__PROBLEM TO WORK ON__
Nothing other than the lines from the one containing "Query: blurred green foliage" through the close of the entries below should be printed, each exactly.

:: DATA TO PROCESS ::

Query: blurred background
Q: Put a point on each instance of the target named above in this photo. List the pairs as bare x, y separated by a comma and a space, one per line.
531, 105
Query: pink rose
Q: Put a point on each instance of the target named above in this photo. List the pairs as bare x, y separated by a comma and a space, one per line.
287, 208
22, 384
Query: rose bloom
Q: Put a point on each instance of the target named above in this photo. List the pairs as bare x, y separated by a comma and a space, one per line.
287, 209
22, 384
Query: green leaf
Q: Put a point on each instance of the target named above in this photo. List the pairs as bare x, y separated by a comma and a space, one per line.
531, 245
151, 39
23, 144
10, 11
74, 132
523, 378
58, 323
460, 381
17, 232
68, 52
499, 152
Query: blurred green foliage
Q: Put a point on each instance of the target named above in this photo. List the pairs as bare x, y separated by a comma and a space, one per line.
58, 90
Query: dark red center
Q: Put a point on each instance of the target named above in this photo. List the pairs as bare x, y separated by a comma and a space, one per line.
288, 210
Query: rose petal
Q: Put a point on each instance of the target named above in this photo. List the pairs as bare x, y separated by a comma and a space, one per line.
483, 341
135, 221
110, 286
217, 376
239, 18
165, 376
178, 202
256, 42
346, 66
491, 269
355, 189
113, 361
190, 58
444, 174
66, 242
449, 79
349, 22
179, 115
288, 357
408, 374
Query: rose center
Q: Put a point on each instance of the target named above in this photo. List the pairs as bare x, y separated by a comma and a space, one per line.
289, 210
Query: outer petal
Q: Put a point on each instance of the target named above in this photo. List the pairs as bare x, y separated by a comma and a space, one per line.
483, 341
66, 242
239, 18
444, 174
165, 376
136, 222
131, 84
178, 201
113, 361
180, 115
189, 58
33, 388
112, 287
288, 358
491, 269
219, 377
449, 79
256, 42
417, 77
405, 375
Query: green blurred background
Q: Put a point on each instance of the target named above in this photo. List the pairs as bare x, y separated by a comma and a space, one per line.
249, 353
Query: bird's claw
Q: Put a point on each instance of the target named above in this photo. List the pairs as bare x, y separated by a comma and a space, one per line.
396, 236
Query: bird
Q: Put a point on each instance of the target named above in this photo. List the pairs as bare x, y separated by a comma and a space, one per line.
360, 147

:::

__FINISHED EXERCISE__
Query: blurred green foliage
Q: Put a point on each instance of the target named above in this photo. List the pairs as bare x, y separated by a comma and a space, one per line.
58, 90
Query: dark red center
Q: Put a point on each instance of the target named above in this photo. List the pairs as bare x, y separated by a comma and a space, one per line.
288, 210
Query: rose petal
Q: Put a point on each instance of the target named above in this photo. List the pairs as bare x, y separated by a comma and a space, one per line.
483, 341
135, 221
110, 286
217, 376
239, 18
165, 376
178, 202
256, 42
346, 66
491, 269
355, 189
113, 361
190, 58
444, 174
66, 242
449, 79
349, 22
179, 115
288, 357
408, 374
Query: rose center
Q: Put a point on each instance of the target named above in this photo. List the pairs as bare x, y separated by a comma and a space, one per line.
289, 210
Query: outer petal
Q: Put a point on each instance of the target named above in this photo. List the pairs as bare x, y separated by a comma and a space, one per line.
483, 341
66, 242
239, 18
444, 174
165, 376
136, 222
131, 84
178, 201
113, 361
180, 115
189, 58
33, 388
112, 287
288, 358
491, 269
219, 377
449, 79
256, 42
417, 77
405, 375
Query: green blurred background
Q: Put a point on each instance of the target named above in this photo. List the pairs as bare x, y separated by a comma and a space, one per line.
249, 353
Query: bird's claw
Q: Put a point on each instance of the target named above in this photo. List the pairs as bare x, y separated by a comma and a space, one per line.
396, 236
Query: bird
Q: Put a point on each instance of the target named above in this photo. List the pairs as bare x, y separated by a comma and a space, one per line.
360, 147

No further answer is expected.